— BEGIN —

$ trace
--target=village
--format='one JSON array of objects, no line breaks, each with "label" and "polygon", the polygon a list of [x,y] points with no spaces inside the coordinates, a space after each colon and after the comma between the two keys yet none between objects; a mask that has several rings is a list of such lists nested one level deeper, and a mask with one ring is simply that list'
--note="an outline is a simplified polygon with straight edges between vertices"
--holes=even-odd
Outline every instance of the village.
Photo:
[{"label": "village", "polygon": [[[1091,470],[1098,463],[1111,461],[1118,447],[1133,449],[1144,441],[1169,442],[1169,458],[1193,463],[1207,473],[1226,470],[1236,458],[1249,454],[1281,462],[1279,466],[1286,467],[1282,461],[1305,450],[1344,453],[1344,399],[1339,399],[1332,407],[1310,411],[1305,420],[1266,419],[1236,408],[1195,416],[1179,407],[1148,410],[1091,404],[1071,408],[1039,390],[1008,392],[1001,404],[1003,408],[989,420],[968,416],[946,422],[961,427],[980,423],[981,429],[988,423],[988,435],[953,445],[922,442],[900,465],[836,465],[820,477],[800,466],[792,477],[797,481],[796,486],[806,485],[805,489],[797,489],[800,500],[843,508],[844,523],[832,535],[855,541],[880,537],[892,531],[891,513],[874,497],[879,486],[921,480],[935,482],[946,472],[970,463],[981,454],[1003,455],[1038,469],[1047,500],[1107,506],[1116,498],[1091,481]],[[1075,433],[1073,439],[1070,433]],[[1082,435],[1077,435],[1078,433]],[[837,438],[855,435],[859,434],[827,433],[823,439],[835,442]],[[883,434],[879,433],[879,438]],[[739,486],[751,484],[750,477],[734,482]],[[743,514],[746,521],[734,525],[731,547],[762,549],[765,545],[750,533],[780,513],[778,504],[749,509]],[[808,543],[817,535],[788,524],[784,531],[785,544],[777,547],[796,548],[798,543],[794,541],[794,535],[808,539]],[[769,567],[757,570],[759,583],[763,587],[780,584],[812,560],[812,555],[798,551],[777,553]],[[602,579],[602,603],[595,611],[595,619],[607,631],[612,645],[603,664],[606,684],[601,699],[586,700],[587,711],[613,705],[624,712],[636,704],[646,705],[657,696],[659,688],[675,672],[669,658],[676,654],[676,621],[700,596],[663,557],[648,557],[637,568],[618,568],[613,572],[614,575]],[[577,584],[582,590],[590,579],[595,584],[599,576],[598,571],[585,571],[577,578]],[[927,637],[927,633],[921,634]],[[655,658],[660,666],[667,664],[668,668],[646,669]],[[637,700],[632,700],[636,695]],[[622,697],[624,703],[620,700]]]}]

— END —

Job » Copy out the rows from the very first line down through the line containing "--holes=even-odd", including both of those lines, without changing a character.

Exercise solution »
$ trace
--target=village
--format='one JSON array of objects, no line breaks, each with "label" and "polygon", the polygon a list of [x,y] points with no spaces inside the coordinates, a space after each colon and after the comma between the two keys yet none between objects; a mask that has several rings is a list of such lists nested one level deeper, and a mask with one ring is simply that list'
--note="an outline is a simplified polygon with straight edges between vertices"
--holes=even-odd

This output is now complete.